Location annotation dataset excerpts
________________

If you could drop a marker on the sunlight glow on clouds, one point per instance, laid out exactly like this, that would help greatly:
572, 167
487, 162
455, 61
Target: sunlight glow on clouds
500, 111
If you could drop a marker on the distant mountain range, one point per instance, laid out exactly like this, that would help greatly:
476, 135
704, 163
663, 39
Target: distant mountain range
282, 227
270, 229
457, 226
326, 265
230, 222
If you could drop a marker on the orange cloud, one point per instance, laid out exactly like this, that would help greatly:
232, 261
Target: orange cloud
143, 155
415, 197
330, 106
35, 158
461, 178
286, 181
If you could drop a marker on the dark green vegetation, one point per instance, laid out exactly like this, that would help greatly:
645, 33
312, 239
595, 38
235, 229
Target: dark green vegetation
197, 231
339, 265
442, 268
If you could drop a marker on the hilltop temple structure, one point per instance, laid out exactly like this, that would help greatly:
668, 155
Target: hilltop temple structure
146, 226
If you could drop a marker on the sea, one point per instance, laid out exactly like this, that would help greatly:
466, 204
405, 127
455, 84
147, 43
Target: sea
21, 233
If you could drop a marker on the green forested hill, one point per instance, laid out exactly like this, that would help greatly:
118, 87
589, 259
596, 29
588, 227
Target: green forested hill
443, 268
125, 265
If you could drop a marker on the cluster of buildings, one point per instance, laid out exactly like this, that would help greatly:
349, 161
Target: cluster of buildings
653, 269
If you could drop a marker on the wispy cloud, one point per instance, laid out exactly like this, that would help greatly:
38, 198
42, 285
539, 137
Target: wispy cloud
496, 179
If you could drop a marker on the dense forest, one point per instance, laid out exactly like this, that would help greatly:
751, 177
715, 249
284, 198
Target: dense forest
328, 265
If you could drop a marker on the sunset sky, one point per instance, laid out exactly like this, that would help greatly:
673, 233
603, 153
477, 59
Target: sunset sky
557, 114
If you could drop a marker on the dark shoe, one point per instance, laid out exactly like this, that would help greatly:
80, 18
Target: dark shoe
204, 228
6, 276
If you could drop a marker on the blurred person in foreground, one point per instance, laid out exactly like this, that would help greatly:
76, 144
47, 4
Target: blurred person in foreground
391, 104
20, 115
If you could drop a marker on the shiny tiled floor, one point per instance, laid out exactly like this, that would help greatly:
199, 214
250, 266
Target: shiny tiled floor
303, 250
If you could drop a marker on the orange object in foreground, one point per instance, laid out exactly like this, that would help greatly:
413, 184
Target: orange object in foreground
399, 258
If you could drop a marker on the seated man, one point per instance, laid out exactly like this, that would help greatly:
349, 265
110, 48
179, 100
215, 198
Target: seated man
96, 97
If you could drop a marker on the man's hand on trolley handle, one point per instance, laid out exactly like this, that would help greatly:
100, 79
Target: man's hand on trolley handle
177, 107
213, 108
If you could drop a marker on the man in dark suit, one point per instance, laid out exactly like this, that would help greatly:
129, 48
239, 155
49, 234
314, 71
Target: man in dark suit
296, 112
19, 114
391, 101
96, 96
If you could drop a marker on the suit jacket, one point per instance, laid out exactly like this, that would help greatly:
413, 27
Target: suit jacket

________________

Task description:
All of the material above needs to be copied exactly.

Solution to this exercise:
If you could drop a marker on the sunlight glow on clouds, one point per instance, laid out exactly like this, that would help greatly:
572, 167
487, 162
455, 61
Target: sunlight glow on clouds
500, 111
If you could drop a marker on the distant mountain range, one point per instance, laid out exactly like this, that would help greatly:
476, 135
704, 163
663, 39
Target: distant mountain range
282, 227
270, 229
457, 226
326, 265
230, 222
If you could drop a marker on the orange cloud, one point per instance, laid out exactly like this, that would help greatly:
232, 261
Target: orange cloud
143, 155
415, 197
330, 106
35, 158
461, 178
286, 181
If you could drop a marker on the dark green vegetation, one point per instance, laid out exactly like this, that would help greatly:
645, 33
312, 239
595, 38
235, 229
Target: dark green vegetation
197, 231
339, 265
442, 268
If you could drop a marker on the hilltop temple structure, one point per instance, laid out exactly like this, that would help greatly:
668, 155
Target: hilltop temple structure
146, 226
If you could drop a marker on the sea, one point per instance, laid out exactly like this, that would help greatly:
466, 204
405, 127
455, 84
147, 43
Target: sea
21, 233
If you could drop a marker on the green forested hill, one point per instance, laid out exactly like this, that would help greatly:
118, 87
589, 259
596, 29
588, 227
Target: green forested hill
443, 268
125, 265
If you could drop a marker on the cluster of buildings, one point per instance, laid out exactly like this, that would help greatly:
349, 161
Target: cluster of buildings
653, 269
If you could drop a marker on the wispy cloud, one point per instance, laid out exactly like this, that would help greatly:
38, 198
42, 285
539, 137
Target: wispy cloud
496, 179
If you could drop a marker on the dense forest, one point per instance, laid out exactly like this, that would help greatly:
751, 177
715, 249
284, 198
Target: dense forest
328, 265
If you could drop a marker on the sunset sky, one point per instance, laid out exactly like this, that would help greatly:
673, 233
603, 153
477, 59
Target: sunset sky
557, 114
If you could drop a marker on the dark shoe, one point per instance, laid out exactly like this, that would help greatly:
80, 18
Target: dark shoe
204, 228
6, 276
If you could drop a marker on the blurred person in foreground, one point per instance, laid out exactly like this, that would help greatly:
76, 144
47, 4
Target: blurred person in foreground
391, 104
20, 115
If you could drop a marker on the shiny tiled floor, one point per instance, laid out exactly like this, that would help greatly:
199, 214
250, 266
Target: shiny tiled floor
303, 250
If you could drop a marker on the orange object in foreground, one point per instance, laid out exactly like this, that would help greatly:
413, 184
Target: orange object in foreground
399, 258
If you could drop a marker on the seated man, one point per instance, laid out exactly like this, that would help greatly:
349, 265
110, 48
179, 100
215, 198
Target: seated man
96, 97
If you could drop a marker on the man's hand on trolley handle, one point per instance, laid out exactly like this, that would help greatly:
100, 79
Target: man's hand on trolley handle
177, 107
213, 108
If you could drop a marker on the man in dark suit, one point per instance, laid out exactly like this, that would help greatly:
129, 48
239, 155
49, 234
314, 71
Target: man in dark suit
296, 112
19, 114
391, 101
96, 96
If you could drop a marker on the suit jacket, one point per instance, laid out exactly like this, that would help greatly:
413, 27
Target: suit jacket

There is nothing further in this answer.